Collected data entries
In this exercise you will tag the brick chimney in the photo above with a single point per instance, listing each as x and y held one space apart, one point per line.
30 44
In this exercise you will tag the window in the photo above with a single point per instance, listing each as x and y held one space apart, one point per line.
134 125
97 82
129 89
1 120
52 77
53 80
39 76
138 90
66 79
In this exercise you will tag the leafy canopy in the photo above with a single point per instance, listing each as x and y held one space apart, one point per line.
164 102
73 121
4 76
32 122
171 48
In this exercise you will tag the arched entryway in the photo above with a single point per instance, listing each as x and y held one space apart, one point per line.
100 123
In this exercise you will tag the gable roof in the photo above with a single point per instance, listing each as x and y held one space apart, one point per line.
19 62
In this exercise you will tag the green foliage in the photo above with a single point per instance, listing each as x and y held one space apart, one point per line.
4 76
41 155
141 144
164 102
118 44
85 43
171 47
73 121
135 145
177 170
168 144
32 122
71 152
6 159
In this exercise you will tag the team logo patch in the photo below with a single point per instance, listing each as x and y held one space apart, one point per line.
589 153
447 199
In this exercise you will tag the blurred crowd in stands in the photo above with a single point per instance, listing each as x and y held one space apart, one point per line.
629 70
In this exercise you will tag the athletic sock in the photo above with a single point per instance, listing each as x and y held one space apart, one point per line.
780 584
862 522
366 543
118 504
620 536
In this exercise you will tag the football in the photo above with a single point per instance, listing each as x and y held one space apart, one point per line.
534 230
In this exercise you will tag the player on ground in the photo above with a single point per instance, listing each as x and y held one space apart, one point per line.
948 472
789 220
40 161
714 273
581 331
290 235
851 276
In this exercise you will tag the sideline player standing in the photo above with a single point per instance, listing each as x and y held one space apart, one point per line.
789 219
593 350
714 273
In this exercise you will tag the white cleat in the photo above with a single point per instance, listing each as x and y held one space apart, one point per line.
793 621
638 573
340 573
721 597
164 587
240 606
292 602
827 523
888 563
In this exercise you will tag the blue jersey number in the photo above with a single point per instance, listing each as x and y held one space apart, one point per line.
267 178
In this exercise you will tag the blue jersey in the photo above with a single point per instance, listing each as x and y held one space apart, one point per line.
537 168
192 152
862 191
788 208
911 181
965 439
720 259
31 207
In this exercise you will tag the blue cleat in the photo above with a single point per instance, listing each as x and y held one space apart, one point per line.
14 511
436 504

### Directions
Exactly as they stand above, retype all of the records.

### Task response
In this exercise you will tag the brick chimney in the photo above with a single point per instance, listing each as x and y held one space apart, one point per line.
30 44
In this exercise you will tag the window in the photo above with a single point per instance, listing each as x and y held one space apart, one point per line.
134 125
97 82
129 89
1 120
52 77
53 80
39 76
138 90
66 79
In this exercise you will tag the leafy canopy in the photo above with a single point per instance, listing each as x and y held one space apart, one point per line.
164 102
73 121
4 76
32 122
171 48
In this exercise you will tag the arched entryway in the photo above with a single point per instance, listing each as x and y held one space apart, one point per line.
100 123
In this exercise you will tag the gable roof in the photo above with a single point per instance, listing each as x and y held one space apart, one point per line.
19 62
In this exercise you will tag the green foliage in the photo above with a single point per instance, listing each as x and y held one space apart, one point per line.
4 76
41 155
141 144
164 102
118 44
85 43
171 47
73 121
135 145
177 170
168 144
32 122
71 152
6 159
In this exercise you will tag the team logo patch in the photo below with a single point per instance, listing each as x and y held one space apart, one point per line.
589 153
447 199
In this exercise you will tag the blurred crowd in stands in the photo above with a single point per instance, listing each as x and y held one space apart, one point per line.
629 70
In this exercise you will tag the athletic sock in the photo above with a single point per instance, listing each as x and y held one space apart, one point per line.
780 584
862 522
366 543
118 504
620 536
In this exercise you will tag the football in the photo above with a single point per instance, listing each as x and y held one space apart, one point per line.
534 230
In this exercise you will tag the player on ground in the photo above with a single point per instance, listing each as x and y held one space apart, one point per line.
948 472
789 220
40 161
714 273
581 331
290 235
851 276
In this exercise you will tag the sideline player standing in the photo above with a single point per instance, listing each as x and y held one space apart, one point per line.
789 219
593 350
714 273
In this exercise you will tag the white cleat in the photo above with a single point per instance, listing each as x and y held one space apart, one point per line.
793 621
638 573
340 573
721 597
164 587
240 606
292 602
827 523
888 563
In this exercise you will tag the blue jersey number in the photo above with a single point per instance, listing each as x and y held one space apart, one point per line.
267 178
In this exercise you will tag the blue jersey in the photo above with a single point per instance, listing each as x and y held one space apart, one point per line.
537 168
192 152
862 191
788 208
911 181
965 439
720 259
31 207
In this exercise you will tag the blue cleat in the photo above with a single point per instance, listing each as x and y held one space apart, one point per line.
14 511
436 504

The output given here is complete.